- PAGE EXTRACT:
###
SUPREME COURT OF QUEENSLAND

  

CITATION:

R v NH [2006] QCA 476

PARTIES:

R
v
NH
(applicant/appellant)

FILE NO/S:

CA No 105 of 2006

DC No 347 of 2005

DIVISION:

Court of Appeal

PROCEEDING:

Sentence Application

ORIGINATING COURT:

District Court at Ipswich

DELIVERED ON:

17 November 2006

DELIVERED AT:

Brisbane

HEARING DATE:

4 August 2006

JUDGES:

Jerrard JA, Holmes JA and Mullins J

Judgment of the Court

ORDER:

1.Application for leave to appeal against sentence allowed

2.Appeal against sentence allowed

3.Sentences on counts 1, 2 and 4 varied by reducing the term of imprisonment imposed to two and a half years. Declaration that the period of 12 days in custody between 24 March and 4 April 2006 is imprisonment already served under the sentence

4.Sentence of two and a half years imprisonment imposed on count 3. Declaration that the period of 238 days in custody between 24 March and 17 November 2006 is imprisonment already served under the sentence

CATCHWORDS:

CRIMINAL LAW – APPEAL AND NEW TRIAL AND INQUIRY AFTER CONVICTION – APPEAL AND NEW TRIAL – APPEAL AGAINST SENTENCE – APPEAL BY CONVICTED PERSONS – APPLICATIONS TO REDUCE SENTENCE – WHEN GRANTED – PARTICULAR OFFENCES – OFFENCES AGAINST THE PERSON – SEXUAL OFFENCES – where applicant convicted of two counts of indecent treatment of a child under 16 and two counts of rape – on appeal, conviction and sentence on one count of rape set aside and conviction of indecent dealing with a child under 16 substituted – whether sentence should be reduced

R v B [2003] QCA 105; CA No 336 of 2002, 14 March 2003, considered

R v MAI [2005] QCA 36; CA No 257 of 2004, 25 February 2005, considered 

R v NH [2006] QCA 310; CA No 105 of 2006, 25 August 2006, cited

R v SAH [2004] QCA 329; CA No 184 of 2004, 10 September 2004, considered

R v W [2000] QCA 321; CA No 141 of 2000, 8 August 2000, considered

COUNSEL:

R A East for the applicant

R G Martin SC for the respondent

SOLICITORS:

Legal Aid Queensland for the applicant

Director of Public Prosecutions (Queensland) for the respondent

  1. THE COURT: The applicant faced trial on four counts of rape, each involving allegations of digital penetration. He was found guilty on two of those counts, but on the remaining counts the jury returned verdicts of the less serious charge of indecent treatment of a child under the age of 16.  The applicant was sentenced to imprisonment for three years on all counts.  In August 2006, this Court set aside the conviction and sentence on one of the rape charges and substituted a verdict of indecent dealing with a child under 16.[1]  In light of that result, the applicant and respondent were invited to, and did, make further submissions on sentence on all four counts.
###
- STORED DATA:
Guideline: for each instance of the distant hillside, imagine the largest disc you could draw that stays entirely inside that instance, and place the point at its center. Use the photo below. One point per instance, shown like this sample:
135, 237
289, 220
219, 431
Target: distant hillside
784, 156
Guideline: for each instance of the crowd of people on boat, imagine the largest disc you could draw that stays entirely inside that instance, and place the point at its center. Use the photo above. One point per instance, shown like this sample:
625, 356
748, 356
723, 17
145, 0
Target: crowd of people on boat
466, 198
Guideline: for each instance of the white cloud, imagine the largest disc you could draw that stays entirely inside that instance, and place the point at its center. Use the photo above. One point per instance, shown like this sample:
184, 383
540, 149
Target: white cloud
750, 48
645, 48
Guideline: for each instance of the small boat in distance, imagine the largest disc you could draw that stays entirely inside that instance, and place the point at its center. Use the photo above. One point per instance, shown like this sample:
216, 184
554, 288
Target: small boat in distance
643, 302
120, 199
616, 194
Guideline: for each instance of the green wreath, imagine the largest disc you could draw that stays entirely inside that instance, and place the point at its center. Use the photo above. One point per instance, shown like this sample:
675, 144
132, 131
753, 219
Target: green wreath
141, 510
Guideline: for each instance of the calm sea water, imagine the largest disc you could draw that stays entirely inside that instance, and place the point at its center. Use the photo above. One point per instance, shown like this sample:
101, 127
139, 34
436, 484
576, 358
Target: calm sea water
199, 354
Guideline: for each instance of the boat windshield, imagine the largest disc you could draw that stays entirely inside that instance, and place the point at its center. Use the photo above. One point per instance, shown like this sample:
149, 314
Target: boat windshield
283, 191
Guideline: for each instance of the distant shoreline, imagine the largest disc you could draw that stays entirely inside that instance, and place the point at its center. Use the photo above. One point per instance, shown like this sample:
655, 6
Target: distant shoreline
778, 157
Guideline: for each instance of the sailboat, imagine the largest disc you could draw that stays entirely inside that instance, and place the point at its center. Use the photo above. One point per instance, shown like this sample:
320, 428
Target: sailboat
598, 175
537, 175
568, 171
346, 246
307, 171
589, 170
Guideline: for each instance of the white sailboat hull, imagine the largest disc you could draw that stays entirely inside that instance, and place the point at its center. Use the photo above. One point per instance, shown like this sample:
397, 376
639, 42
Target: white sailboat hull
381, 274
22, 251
###
- SET OF TASKS:
a – Render the portion of the entries that opens with the line containing "Guideline: for each instance of the white sailboat" and runs through the last entry as a Markdown table with the columns Row and Line, numbering each row and omitting blank lines.
b – Resume the Queensland Court of Appeal sentencing judgment immediately after its final sentence.

- RESPONSES TO THE TASKS:
a –
| Row | Line |
|---|---|
| 1 | Guideline: for each instance of the white sailboat hull, imagine the largest disc you could draw that stays entirely inside that instance, and place the point at its center. Use the photo above. One point per instance, shown like this sample: |
| 2 | 397, 376 |
| 3 | 639, 42 |
| 4 | Target: white sailboat hull |
| 5 | 381, 274 |
| 6 | 22, 251 |

b –
  1. The applicant’s counsel submitted that he now should be sentenced on the basis that on three occasions he had touched the complainant child, under her clothes, on her vulval area, and on a fourth occasion had digitally penetrated her. It was contended that on the basis of that more limited offending, a sentence of two years imprisonment should be substituted. Counsel for the Crown, while not cavilling with the new factual basis for sentence, argued that the conviction of a lesser offence on one count did not materially alter the circumstances so as to require a reduction of the sentence.
  1. The complainant was eight years old when the offences were committed. The applicant was a friend of her parents, and around the time of the offending had been providing some assistance to her family because her father was in prison. The offences happened over a three week period. The first offence, of indecent dealing, occurred at the end of March 2004 when the child was playing computer games and her “uncle”, as she called him, put his hand under her clothes and touched her. The next indecent dealing happened when the applicant took the child to a local oval for an athletics competition. While alone with her at the rear of a vehicle, he pulled her pants down and touched her vulval area.
  1. The remaining two offences occurred on a single day. The indecent dealing occurred after the child had used the toilet. She had emerged to wash her hands when the applicant, as he had done on other occasions, opened her pants up and touched her vulva. Later that day he had brought her inside the house from the yard and pulled her pants down. He put his hand in her “private bit”, in such a way as to make it hurt, and touched her bottom. At that time he said that she was not to tell her mother or he would tell everyone that her father was in prison.
  1. A paediatrician was called to give evidence at the trial. He said that the child’s hymen was wider than usual for a child of her age. He had observed a bump consistent with a scar on the hymen and some fine scarring on the posterior fourchette. The trauma causing the scars was consistent with digital penetration, and was likely to have caused pain to the child.
  1. The applicant was 51 years old at the date of the sentence and was married with three children. His wife had a bone marrow disorder. He had a number of educational and professional qualifications, including a Doctorate of Philosophy, and was working as a teacher at the time of his arrest. He had no previous convictions and a number of references was tendered on his behalf. The learned sentencing judge noted in the applicant’s favour his good work history and history of community service, and she took into account that his wife was ill. Against those factors, however, the offences were not isolated, and they took place at a time when the child was vulnerable because her father was in gaol and her mother was dependent on the help of others. The learned judge imposed the three year sentence, already referred to, on all four counts.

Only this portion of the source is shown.